Consignes à suivre:
**A.** Dans le texte extrait, dans quel hall de la Porte de Versailles se trouvait la personne qui écoutait les conférences ?
**B.** Dans le texte extrait, remplacez s'il vous plaît « pingouin » par « manchot », puis redonnez le passage qui commence aux mots « Non, je ne donnerai » et s'arrête après « tairai le nom. ».

Texte extrait:

*****

Et parfois, cela ne l'aide pas du tout, parce qu'évidemment, sur mon badge, il n'était pas écrit : « Bouille, bibliothécaire forumeuse et atrabilaire bien connue de trois ou quatre clampins sur Agorabib » (non, je ne vous dirai pas ce qui était vraiment écrit).
Ce qui a donné des scènes tout à fait savoureuses avec quelques bibliothécaires qui essayaient de comprendre pourquoi ma conversation leur paraissait familière alors qu'ils ne m'avaient jamais vue.
Non, je ne donnerai pas de nom, parce que ce serait bas, petit, vil et mesquin. Or, je suis un digne pingouin. Mais si vous insistez, il se pourrait que je lâche un nom ou deux en commentaires...

 
La bleue travaille
Ensuite, j'ai suivi des conférences. Toutes les conférences auxquelles j'étais inscrite. Et, non, je ne suis pas partie en goguette faire des emplettes dans le marais pendant mon séjour parisien, comme me l'avait pourtant conseillé un collègue dont, pudiquement, je tairai le nom.
J'étais bien sagement assise dans le hall 5 de la Porte de Versailles, à écouter religieusement les intervenantes (il y avait bien quelques hommes, hein, mais pas beaucoup), à prendre des notes, et parfois même à poser des questions. 
Je suis un modèle de sérieux et d'application. 
Bon, en même temps je prenais quelques photos et je postais quelques commentaires sur Facebook. Mais quand même, hein, j'ai été raisonnable.
Les thématiques que j'ai suivies (l'acquisition des compétences et le travail avec les politiques) m'ont beaucoup intéressées. Je suis ou j'ai été confrontée à ces problématiques durant ma (encore courte) carrière, et j'ai reçu quelques réponses, qui, quand elles n'étaient pas applicables immédiatement, étaient au moins inspirantes.
Je me suis intéressée au travail de la commission legothèque, qui fait écho à des expériences vécues récemment dans l'établissement où je travaille, particulièrement sur l'inclusion des minorités sexuelles et la problématique du genre.

*****

Données brutes:
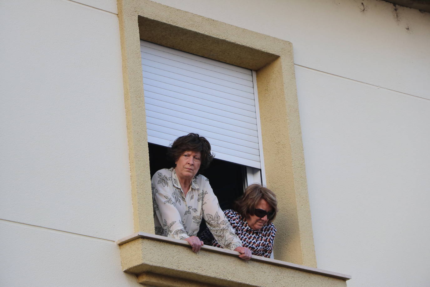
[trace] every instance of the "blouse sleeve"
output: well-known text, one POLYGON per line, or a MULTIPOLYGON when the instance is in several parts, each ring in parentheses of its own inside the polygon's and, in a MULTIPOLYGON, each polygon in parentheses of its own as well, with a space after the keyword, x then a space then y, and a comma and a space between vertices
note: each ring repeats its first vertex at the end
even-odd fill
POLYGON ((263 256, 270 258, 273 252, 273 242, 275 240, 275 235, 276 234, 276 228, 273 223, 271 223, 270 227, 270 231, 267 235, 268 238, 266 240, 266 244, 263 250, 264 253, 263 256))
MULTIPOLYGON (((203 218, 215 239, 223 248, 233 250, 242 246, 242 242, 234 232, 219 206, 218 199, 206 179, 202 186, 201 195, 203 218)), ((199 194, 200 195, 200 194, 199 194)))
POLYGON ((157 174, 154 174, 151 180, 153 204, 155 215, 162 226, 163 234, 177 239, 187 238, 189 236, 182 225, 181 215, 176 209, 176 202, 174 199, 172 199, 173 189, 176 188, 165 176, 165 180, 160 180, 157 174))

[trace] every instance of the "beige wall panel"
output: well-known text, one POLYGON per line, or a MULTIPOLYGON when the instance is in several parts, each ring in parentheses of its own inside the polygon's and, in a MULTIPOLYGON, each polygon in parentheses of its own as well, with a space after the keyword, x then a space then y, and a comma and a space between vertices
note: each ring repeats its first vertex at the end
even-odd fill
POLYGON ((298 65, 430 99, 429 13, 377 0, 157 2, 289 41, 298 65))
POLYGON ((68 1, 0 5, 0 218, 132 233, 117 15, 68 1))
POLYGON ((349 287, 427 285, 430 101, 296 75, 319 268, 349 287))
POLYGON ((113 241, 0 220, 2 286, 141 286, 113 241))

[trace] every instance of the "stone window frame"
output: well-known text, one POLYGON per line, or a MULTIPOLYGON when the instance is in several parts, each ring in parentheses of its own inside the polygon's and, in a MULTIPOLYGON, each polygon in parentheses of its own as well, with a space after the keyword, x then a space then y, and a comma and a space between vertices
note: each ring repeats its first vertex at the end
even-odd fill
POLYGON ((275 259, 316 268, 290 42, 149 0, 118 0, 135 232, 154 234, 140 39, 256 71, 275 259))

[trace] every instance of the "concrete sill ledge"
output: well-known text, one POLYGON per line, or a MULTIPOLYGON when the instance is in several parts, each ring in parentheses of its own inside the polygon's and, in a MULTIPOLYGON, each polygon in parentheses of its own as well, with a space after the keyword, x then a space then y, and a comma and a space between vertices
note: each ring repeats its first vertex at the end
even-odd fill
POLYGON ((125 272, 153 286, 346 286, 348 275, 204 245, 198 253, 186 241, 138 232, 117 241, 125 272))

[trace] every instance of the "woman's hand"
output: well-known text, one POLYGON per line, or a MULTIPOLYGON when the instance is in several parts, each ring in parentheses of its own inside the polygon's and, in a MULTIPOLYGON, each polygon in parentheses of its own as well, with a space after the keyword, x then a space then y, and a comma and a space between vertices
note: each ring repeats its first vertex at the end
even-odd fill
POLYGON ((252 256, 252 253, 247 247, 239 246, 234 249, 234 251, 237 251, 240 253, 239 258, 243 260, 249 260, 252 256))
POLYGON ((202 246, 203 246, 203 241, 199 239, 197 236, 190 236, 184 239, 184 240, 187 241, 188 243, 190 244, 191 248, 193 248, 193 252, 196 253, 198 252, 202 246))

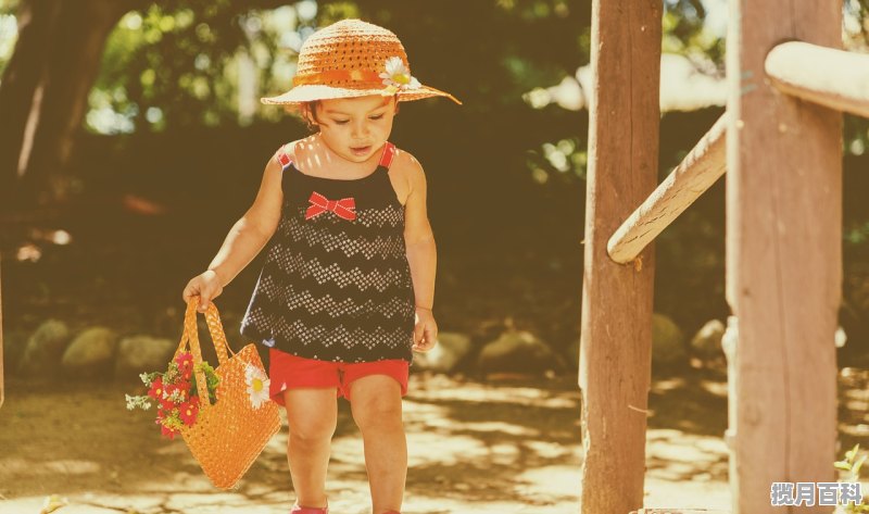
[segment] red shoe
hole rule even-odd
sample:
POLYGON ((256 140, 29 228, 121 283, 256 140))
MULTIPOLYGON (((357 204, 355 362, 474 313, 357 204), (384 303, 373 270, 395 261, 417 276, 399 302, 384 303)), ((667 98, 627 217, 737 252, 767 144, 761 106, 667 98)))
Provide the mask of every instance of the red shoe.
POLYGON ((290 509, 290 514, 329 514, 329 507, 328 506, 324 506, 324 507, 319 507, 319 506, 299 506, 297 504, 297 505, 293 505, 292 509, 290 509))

*****

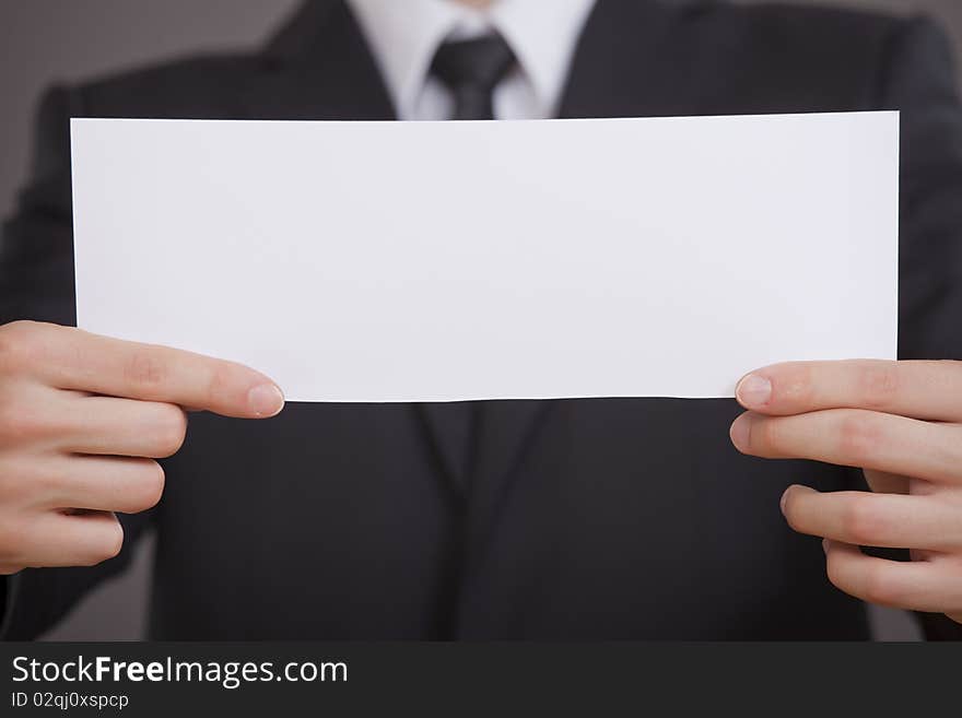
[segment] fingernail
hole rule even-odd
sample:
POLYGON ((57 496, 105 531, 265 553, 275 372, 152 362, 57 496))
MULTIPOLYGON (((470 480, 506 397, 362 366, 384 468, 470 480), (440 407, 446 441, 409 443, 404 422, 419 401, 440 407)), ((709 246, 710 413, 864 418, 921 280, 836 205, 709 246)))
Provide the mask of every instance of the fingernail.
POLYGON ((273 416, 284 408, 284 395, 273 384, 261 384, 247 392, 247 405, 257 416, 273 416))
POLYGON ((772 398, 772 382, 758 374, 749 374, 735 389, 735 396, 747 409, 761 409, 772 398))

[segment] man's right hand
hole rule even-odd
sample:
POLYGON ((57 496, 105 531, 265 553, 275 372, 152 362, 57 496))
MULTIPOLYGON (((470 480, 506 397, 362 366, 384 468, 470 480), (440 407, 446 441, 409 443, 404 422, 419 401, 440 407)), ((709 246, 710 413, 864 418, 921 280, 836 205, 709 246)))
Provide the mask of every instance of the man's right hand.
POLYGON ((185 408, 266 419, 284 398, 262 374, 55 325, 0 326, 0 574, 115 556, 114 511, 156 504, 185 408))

*****

Exercice corrigé:
**A.** Dans le hall 5.

**B.**
Non, je ne donnerai pas de nom, parce que ce serait bas, petit, vil et mesquin. Or, je suis un digne manchot. Mais si vous insistez, il se pourrait que je lâche un nom ou deux en commentaires...

 
La bleue travaille
Ensuite, j'ai suivi des conférences. Toutes les conférences auxquelles j'étais inscrite. Et, non, je ne suis pas partie en goguette faire des emplettes dans le marais pendant mon séjour parisien, comme me l'avait pourtant conseillé un collègue dont, pudiquement, je tairai le nom.